=== TASK TO COMPLETE ===
Turn the lines of all the entries below into a numbered list, skipping blank lines and leaving out the pictures.
^^^^^^^^
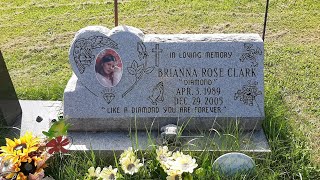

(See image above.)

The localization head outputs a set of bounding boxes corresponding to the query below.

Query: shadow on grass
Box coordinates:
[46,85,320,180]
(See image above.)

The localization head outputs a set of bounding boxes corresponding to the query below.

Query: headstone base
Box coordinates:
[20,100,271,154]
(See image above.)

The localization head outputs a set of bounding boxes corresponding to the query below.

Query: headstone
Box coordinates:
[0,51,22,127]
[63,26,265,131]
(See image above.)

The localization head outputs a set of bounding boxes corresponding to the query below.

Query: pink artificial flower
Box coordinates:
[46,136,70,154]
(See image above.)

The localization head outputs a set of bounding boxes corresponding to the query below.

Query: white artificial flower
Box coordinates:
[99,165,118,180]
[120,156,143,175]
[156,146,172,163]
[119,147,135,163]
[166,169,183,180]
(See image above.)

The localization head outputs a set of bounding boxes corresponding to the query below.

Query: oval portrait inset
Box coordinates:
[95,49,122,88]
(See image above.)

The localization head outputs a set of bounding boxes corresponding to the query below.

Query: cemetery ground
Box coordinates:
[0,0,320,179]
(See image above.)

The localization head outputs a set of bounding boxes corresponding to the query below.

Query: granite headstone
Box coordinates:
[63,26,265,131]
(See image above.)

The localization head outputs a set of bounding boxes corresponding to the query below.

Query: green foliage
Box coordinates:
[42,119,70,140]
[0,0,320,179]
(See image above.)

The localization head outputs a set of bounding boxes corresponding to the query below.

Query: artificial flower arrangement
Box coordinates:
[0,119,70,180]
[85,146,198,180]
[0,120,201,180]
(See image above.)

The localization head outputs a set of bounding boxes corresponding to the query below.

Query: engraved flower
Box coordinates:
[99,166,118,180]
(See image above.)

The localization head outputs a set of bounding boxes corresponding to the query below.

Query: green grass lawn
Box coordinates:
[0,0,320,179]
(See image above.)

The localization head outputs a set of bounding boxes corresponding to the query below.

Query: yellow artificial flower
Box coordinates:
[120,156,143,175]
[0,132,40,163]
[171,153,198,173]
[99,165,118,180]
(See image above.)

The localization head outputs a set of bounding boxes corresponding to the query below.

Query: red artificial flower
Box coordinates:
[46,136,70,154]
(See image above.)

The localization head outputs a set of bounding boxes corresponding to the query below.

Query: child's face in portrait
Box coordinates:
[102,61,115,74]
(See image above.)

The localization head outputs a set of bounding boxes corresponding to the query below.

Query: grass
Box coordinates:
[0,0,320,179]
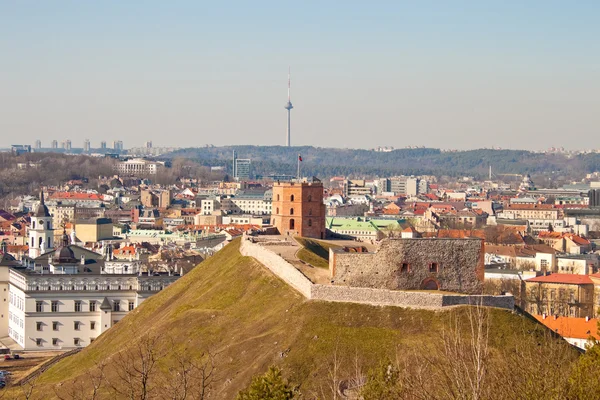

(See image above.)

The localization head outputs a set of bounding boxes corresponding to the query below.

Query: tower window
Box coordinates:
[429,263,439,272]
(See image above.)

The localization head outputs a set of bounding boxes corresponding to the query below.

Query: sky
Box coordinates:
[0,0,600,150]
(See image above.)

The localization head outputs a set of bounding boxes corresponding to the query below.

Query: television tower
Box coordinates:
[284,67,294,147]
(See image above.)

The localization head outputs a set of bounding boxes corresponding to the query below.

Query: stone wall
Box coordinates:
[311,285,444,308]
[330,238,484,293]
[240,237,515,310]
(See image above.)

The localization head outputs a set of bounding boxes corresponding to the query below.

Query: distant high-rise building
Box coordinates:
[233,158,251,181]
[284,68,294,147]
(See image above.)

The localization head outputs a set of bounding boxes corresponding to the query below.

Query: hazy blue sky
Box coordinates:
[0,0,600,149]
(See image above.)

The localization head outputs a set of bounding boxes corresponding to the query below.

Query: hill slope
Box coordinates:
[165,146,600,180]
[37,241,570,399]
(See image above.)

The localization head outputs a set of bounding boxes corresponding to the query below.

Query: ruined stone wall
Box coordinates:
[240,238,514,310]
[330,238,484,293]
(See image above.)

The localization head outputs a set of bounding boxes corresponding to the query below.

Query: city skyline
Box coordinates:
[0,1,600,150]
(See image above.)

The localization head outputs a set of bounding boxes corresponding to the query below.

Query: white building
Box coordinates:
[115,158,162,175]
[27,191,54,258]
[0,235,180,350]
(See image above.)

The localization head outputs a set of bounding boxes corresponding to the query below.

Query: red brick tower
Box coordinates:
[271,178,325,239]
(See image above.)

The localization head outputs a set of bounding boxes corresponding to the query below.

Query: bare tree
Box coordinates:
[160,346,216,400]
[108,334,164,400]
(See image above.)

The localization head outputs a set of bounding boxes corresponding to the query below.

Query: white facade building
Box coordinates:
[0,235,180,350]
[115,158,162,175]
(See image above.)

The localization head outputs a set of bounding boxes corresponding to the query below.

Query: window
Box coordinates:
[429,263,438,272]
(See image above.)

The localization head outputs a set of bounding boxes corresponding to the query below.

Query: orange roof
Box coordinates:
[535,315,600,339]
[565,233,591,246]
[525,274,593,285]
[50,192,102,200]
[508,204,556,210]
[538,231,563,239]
^^^^^^^^
=== RESPONSE FOR THIS EXERCISE ===
1. (See image above.)
2. The localization head outputs a set of bounding boxes corresponding to the query below.
3. Query: shadow on grass
4. Box coordinates:
5. [46,85,320,180]
6. (See image above.)
7. The localization head outputs a set of bounding boxes corresponding to the query below.
8. Query: headstone base
9. Box coordinates:
10. [20,100,271,154]
11. (See image above.)
12. The localization head outputs a set of bounding boxes corresponding to the query below.
13. Query: headstone
14. Box coordinates:
15. [0,51,22,127]
16. [63,26,265,131]
17. (See image above.)
18. The localization head outputs a set of bounding boxes corresponding to the query below.
19. Query: pink artificial flower
20. Box coordinates:
21. [46,136,70,154]
22. (See image above.)
23. The localization head outputs a set of bounding boxes corresponding to the query below.
24. Query: white artificial flower
25. Box coordinates:
26. [99,165,118,180]
27. [120,156,143,175]
28. [156,146,172,163]
29. [119,147,135,163]
30. [166,169,183,180]
31. (See image above.)
32. The localization head outputs a set of bounding boxes corresponding to the query below.
33. Query: oval portrait inset
34. Box coordinates:
35. [95,49,122,88]
36. (See image above.)
37. The localization head outputs a set of bounding boxes corresponding to the query below.
38. Query: cemetery ground
39. Box coordinates:
40. [0,0,320,179]
41. (See image above.)
42. The localization head outputs a set of bounding boxes corresponding to the query below.
43. Query: granite headstone
44. Box coordinates:
45. [63,26,265,131]
46. (See image above.)
47. The localization head outputs a set of bounding boxes corresponding to the query below.
48. Query: green foliage
49. Box coordinates:
50. [42,119,70,140]
51. [0,0,320,179]
52. (See image above.)
53. The localization head outputs a set of bounding boxes corresponding to the query below.
54. Query: artificial flower arrangement
55. Box coordinates:
56. [0,119,70,180]
57. [85,146,198,180]
58. [0,120,201,180]
59. (See image above.)
60. The localization head outputs a set of bounding boxes corresponding to the query below.
61. Query: engraved flower
62. Box coordinates:
63. [99,166,118,180]
64. (See image above.)
65. The localization head outputs a set of bounding boxes corresponding to the query below.
66. Query: green grass lawn
67. Box coordinates:
68. [0,0,320,179]
69. (See image above.)
70. The localization head outputs a set of bounding boxes corresponding to the query below.
71. Query: yellow artificial flower
72. Box coordinates:
73. [120,156,143,175]
74. [0,132,40,163]
75. [171,153,198,173]
76. [99,165,118,180]
77. (See image above.)
78. The localization head outputs a set of bounding boxes corresponding to the query below.
79. Query: red artificial flower
80. Box coordinates:
81. [46,136,70,154]
82. (See image above.)
83. The localization head outputs a set of bounding boxes corresponding to the query below.
84. Query: child's face in portrait
85. Box coordinates:
86. [102,61,115,74]
87. (See image above.)
88. The localization head outputs a set of bounding boxes corresponding to the query below.
89. Query: grass
90. Box coordinates:
91. [0,0,320,179]
92. (See image above.)
93. The localization head outputs a set of bounding boxes corresponding to the query below.
94. Query: tower window
95. Box coordinates:
96. [429,263,439,272]
97. (See image above.)
98. The localization head outputs a set of bounding boxes corresponding to the query below.
99. Query: sky
100. Box coordinates:
101. [0,0,600,150]
102. (See image above.)
103. The localization head outputs a set of bounding boxes corresponding to the query below.
104. Query: television tower
105. Box coordinates:
106. [284,67,294,147]
107. (See image above.)
108. The localization head outputs a set of bounding boxes corresponding to the query below.
109. Query: stone wall
110. Box coordinates:
111. [311,285,444,308]
112. [330,238,484,293]
113. [240,237,515,310]
114. (See image above.)
115. The localization head outputs a set of bounding boxes corresponding to the query below.
116. Query: distant high-rise building
117. Box coordinates:
118. [233,158,251,181]
119. [284,68,294,147]
120. (See image above.)
121. The localization head outputs a set of bounding boxes corresponding to the query below.
122. Query: hazy blue sky
123. Box coordinates:
124. [0,0,600,149]
125. (See image above.)
126. The localization head outputs a set of bounding boxes corresponding to the query below.
127. Query: hill slope
128. Box coordinates:
129. [165,146,600,180]
130. [37,241,570,399]
131. (See image above.)
132. The localization head outputs a set of bounding boxes corresponding to the query below.
133. Query: ruined stone wall
134. Box coordinates:
135. [240,238,514,310]
136. [330,238,484,293]
137. (See image above.)
138. The localization head outputs a set of bounding boxes corresponding to the query below.
139. Query: city skyline
140. Box coordinates:
141. [0,1,600,150]
142. (See image above.)
143. The localization head outputs a set of bounding boxes corresponding to the query below.
144. Query: white building
145. Box coordinates:
146. [115,158,162,175]
147. [27,191,54,258]
148. [0,235,180,350]
149. (See image above.)
150. The localization head outputs a set of bounding boxes corresponding to the query below.
151. Query: red brick tower
152. Box coordinates:
153. [271,178,325,239]
154. (See image above.)
155. The localization head outputs a set of bounding boxes corresponding to the query below.
156. Query: bare tree
157. Box coordinates:
158. [160,346,216,400]
159. [108,334,164,400]
160. (See image above.)
161. The localization head outputs a set of bounding boxes corresponding to the query below.
162. Query: white facade building
163. Box coordinates:
164. [0,235,180,350]
165. [115,158,162,175]
166. (See image above.)
167. The localization head outputs a set of bounding boxes corresponding to the query below.
168. Query: window
169. Box coordinates:
170. [429,263,438,272]
171. (See image above.)
172. The localization head outputs a set of bounding boxes corresponding to the query below.
173. Query: orange roof
174. Box coordinates:
175. [535,315,600,339]
176. [565,233,591,246]
177. [525,274,593,285]
178. [50,192,102,200]
179. [508,204,556,210]
180. [538,231,563,239]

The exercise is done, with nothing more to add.